** GIVEN DATA follows **

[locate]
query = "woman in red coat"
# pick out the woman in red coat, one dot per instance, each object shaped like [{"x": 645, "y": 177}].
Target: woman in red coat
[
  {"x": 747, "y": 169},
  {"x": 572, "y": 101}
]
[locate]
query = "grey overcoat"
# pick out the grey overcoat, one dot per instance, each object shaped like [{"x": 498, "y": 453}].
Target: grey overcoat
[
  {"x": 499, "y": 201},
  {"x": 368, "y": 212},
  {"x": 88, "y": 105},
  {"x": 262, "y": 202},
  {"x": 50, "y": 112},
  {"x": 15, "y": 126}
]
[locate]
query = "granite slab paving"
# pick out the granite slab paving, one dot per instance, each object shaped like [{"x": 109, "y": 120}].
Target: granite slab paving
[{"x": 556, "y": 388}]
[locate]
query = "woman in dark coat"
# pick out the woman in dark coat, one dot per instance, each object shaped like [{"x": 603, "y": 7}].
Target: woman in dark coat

** End of GIVEN DATA **

• WHAT THE TASK ASKS
From the entries, report each line that includes the word "shaped".

• EXERCISE RESULT
# pick out the woman in red coat, one dot per instance, each object shaped like [{"x": 645, "y": 177}].
# pick out the grey overcoat, one dot per instance, each object shaped like [{"x": 498, "y": 453}].
# pick out the granite slab paving, one dot per instance, each object shaped like [{"x": 109, "y": 120}].
# pick out the woman in dark coat, one dot per instance, each object shaped like [{"x": 603, "y": 7}].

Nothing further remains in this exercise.